■ **Problem requirements**
Pull out every line of the listing below that contains the string "pile". Case counts, so match uppercase and lowercase letters exactly.

■ **Records to process**

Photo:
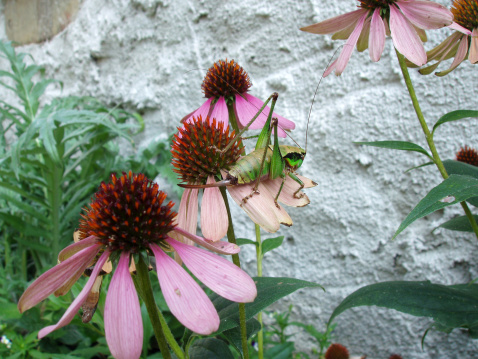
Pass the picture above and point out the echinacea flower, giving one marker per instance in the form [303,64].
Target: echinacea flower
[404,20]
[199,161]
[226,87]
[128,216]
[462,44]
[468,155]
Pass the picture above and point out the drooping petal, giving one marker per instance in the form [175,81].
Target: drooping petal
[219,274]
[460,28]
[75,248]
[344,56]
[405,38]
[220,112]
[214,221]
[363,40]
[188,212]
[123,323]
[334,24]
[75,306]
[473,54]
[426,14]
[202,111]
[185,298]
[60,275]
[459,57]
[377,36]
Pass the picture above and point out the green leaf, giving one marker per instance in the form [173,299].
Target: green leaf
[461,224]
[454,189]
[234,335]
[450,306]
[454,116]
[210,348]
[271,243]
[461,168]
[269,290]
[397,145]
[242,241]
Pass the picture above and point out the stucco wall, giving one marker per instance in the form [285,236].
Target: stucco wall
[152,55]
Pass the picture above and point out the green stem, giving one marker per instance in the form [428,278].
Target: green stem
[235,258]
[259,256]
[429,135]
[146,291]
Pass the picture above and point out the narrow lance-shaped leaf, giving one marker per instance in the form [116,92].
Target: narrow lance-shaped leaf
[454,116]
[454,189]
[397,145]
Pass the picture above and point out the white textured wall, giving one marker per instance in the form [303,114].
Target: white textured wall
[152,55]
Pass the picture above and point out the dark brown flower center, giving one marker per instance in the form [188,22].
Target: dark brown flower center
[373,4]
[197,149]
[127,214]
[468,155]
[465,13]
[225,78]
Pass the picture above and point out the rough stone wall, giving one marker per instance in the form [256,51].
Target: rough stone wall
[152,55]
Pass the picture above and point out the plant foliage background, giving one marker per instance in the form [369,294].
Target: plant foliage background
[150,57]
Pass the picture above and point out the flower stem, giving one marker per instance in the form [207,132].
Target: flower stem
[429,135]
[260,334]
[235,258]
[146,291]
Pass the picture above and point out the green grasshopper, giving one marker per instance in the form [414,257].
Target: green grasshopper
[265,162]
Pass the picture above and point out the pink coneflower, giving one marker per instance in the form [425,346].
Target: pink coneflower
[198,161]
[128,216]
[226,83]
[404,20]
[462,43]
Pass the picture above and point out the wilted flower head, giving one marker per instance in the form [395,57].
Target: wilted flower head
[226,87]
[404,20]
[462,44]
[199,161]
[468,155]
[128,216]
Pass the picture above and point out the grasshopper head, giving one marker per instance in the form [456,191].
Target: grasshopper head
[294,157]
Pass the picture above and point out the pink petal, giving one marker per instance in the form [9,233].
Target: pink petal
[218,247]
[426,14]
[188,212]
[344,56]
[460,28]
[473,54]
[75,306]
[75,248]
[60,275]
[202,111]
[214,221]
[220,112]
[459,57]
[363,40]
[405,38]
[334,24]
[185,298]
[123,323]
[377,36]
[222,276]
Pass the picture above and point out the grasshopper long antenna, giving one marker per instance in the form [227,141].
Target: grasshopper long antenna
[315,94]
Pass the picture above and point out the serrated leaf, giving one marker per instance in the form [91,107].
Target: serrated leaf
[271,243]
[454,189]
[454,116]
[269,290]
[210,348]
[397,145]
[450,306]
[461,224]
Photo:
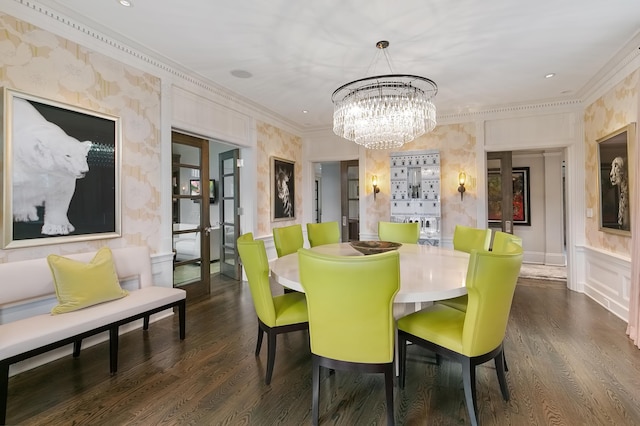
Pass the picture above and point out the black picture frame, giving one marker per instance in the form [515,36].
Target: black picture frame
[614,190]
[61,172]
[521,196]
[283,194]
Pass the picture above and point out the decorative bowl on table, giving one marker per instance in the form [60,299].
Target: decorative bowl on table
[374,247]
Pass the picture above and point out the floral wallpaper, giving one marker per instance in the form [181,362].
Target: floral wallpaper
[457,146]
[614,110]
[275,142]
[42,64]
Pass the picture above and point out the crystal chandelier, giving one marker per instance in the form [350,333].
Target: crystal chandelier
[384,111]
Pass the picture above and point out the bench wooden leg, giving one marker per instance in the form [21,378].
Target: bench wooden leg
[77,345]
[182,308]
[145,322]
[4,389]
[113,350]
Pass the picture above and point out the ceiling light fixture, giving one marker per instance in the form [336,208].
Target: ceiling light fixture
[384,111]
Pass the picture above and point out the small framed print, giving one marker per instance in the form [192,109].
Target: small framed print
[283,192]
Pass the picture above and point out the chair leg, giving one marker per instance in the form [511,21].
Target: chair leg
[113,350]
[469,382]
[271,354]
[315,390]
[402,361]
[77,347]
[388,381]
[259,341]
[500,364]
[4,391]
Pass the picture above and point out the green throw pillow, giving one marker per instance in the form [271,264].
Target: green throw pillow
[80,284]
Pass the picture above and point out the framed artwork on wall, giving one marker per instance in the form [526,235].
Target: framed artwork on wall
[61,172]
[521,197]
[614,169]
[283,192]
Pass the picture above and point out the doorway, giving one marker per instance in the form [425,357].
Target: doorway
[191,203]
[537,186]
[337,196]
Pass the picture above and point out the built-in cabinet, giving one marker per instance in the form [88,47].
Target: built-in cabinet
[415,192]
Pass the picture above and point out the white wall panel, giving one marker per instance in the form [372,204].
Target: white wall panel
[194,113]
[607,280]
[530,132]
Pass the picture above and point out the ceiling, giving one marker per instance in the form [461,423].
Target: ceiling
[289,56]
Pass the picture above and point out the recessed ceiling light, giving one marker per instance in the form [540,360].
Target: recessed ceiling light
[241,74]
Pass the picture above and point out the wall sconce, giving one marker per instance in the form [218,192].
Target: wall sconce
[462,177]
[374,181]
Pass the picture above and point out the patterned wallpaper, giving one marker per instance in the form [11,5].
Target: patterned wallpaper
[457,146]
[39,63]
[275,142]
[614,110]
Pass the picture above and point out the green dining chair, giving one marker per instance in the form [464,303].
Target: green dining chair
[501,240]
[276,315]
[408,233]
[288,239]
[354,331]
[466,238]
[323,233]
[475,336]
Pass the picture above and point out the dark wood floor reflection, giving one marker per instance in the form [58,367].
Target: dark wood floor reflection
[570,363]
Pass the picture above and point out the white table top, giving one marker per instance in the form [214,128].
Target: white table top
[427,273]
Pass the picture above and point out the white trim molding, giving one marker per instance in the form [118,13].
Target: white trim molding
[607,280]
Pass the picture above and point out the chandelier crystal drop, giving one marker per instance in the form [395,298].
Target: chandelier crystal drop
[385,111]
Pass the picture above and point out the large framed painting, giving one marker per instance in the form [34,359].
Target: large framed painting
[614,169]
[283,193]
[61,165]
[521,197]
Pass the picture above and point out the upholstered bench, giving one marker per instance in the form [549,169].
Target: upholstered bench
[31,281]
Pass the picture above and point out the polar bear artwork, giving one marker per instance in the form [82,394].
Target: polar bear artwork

...

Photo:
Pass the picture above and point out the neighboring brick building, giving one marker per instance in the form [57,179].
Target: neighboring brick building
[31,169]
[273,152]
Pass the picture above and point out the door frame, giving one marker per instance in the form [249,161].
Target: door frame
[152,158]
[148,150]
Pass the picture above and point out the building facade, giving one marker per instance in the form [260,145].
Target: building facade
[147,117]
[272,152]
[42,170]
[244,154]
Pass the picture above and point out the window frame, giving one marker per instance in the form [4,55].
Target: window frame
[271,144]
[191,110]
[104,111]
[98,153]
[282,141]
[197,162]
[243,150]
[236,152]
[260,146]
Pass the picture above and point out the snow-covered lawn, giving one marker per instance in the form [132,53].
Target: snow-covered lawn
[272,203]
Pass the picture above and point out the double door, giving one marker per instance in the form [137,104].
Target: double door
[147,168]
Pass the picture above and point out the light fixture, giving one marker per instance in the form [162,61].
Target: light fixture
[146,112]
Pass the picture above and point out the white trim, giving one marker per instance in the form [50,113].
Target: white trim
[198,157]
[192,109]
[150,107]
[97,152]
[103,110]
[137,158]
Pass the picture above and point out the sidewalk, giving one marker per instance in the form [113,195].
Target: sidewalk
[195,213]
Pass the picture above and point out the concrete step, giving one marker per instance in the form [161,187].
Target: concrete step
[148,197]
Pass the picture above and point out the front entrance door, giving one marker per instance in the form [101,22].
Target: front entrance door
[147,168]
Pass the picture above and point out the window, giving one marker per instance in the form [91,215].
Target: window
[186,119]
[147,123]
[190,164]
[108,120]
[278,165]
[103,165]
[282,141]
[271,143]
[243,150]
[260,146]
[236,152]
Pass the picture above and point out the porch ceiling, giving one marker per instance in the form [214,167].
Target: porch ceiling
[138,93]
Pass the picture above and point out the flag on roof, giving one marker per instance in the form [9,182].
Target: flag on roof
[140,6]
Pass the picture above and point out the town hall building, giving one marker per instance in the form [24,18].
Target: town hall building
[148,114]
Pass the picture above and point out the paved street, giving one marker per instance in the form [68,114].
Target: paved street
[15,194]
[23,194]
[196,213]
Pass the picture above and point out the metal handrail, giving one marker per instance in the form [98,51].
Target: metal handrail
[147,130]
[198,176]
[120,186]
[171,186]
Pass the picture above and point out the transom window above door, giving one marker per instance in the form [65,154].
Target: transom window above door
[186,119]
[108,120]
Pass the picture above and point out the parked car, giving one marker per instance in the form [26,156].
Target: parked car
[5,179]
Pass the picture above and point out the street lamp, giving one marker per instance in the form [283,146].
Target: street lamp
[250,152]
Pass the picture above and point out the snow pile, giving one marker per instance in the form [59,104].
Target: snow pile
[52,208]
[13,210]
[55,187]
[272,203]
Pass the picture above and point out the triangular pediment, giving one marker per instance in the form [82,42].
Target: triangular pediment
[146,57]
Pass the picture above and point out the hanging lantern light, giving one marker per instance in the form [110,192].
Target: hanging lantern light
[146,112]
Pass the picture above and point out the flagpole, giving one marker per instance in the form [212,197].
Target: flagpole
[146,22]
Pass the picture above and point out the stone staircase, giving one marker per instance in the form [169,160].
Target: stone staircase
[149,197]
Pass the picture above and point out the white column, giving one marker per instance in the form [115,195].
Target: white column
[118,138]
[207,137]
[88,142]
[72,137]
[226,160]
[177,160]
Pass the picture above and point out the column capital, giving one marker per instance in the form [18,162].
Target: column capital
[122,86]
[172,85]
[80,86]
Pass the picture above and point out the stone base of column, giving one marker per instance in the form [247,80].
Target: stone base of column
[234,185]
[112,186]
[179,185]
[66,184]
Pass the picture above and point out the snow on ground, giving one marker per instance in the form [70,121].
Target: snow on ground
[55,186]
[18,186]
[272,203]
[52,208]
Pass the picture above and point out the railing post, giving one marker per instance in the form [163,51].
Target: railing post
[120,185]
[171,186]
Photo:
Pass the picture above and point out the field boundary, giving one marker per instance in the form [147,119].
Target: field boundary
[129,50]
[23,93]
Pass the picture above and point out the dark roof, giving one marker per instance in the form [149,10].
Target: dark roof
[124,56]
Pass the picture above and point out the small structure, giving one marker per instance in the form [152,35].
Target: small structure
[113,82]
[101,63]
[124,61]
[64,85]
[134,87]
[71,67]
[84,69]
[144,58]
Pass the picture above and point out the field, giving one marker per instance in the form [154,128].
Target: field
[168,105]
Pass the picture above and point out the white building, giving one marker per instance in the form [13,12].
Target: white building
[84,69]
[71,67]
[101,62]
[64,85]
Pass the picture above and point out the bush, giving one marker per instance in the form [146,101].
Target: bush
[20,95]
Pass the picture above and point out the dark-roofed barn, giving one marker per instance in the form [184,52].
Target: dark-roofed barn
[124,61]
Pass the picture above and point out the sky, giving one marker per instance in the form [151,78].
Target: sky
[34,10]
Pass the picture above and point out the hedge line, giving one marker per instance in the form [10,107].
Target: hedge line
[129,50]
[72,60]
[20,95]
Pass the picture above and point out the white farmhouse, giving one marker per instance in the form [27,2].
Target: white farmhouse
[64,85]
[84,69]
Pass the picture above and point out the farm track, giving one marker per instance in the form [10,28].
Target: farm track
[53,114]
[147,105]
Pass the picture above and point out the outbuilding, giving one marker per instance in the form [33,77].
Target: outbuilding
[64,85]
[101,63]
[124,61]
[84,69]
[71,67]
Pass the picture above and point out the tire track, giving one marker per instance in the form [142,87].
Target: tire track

■ **Task response**
Pass the picture above and point out the snow pile, giving one marker per instance in the form [59,104].
Target: snow pile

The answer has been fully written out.